[START Given information]

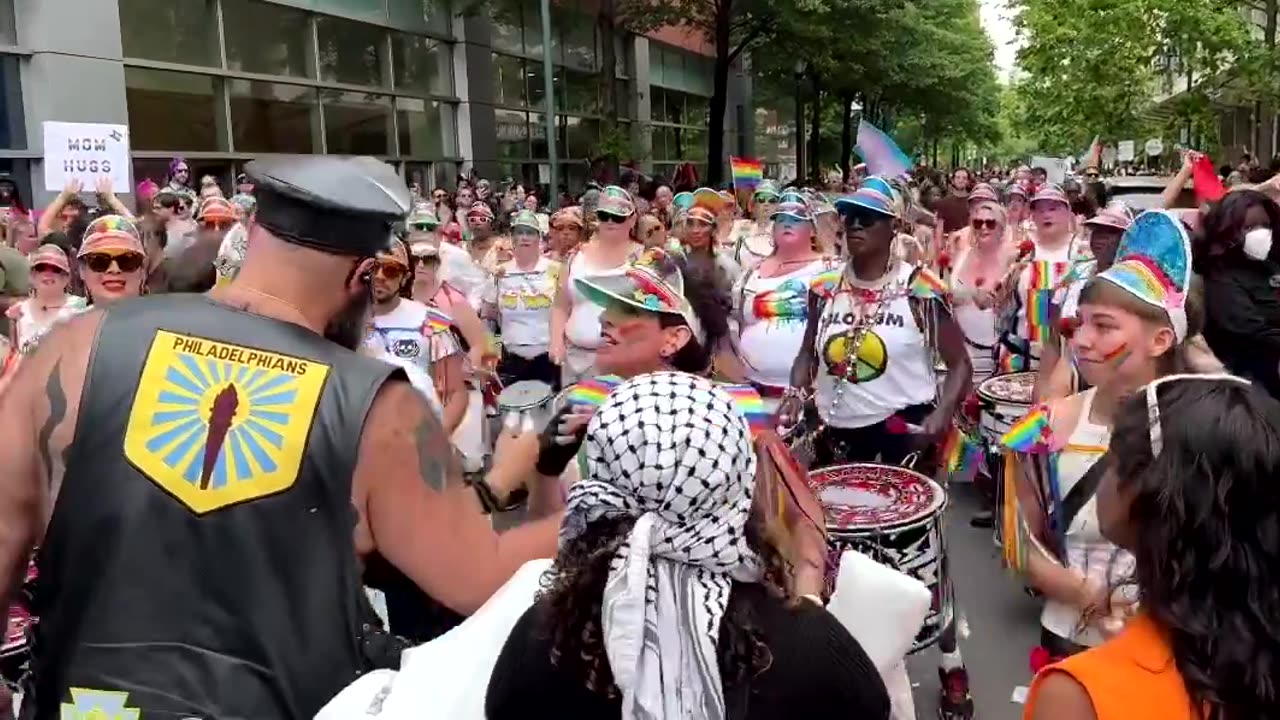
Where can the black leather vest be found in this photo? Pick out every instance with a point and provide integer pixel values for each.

[END Given information]
[START Given information]

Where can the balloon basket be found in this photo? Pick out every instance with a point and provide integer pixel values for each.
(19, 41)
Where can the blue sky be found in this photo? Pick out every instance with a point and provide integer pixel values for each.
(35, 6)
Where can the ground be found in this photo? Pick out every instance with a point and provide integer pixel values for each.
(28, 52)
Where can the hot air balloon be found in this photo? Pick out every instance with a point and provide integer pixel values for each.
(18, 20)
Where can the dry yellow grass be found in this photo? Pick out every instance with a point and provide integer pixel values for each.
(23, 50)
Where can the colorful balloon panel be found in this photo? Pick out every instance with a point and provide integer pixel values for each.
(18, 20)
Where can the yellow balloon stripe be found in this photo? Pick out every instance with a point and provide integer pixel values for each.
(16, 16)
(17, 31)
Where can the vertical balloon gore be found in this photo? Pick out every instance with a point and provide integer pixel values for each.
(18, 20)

[END Given information]

▶ **Exercise directions**: Please pull out every line in the entries above that contains the word "photo". Case counts.

▶ **Solved exercise**:
Where can the black leather vest be found in this photo? Pick out every instance with a point and provide integer pixel values for each.
Where can the balloon basket be found in this photo? Pick out every instance with a point and provide integer pixel values for each.
Where can the blue sky be found in this photo? Pick out every instance with a point and provide integer pixel values for each.
Where can the ground be found in this photo? Pick out every instance with a point and provide integer pixel values for each.
Where can the hot air balloon be found in this photo? Pick out every instance with a point and provide integer pixel values for each.
Where can the dry yellow grass be found in this photo? Pick out every instance with a point and provide integer pixel values for each.
Where can the colorful balloon panel be found in this photo? Pick out every instance with a point and provide integer pixel values for each.
Where can the yellow balloon stripe be found in this photo? Pick out every instance with a point and provide integer pixel values for each.
Where can the vertical balloon gore be found in this photo? Pick out every instance with a point and provide integer pixel values for each.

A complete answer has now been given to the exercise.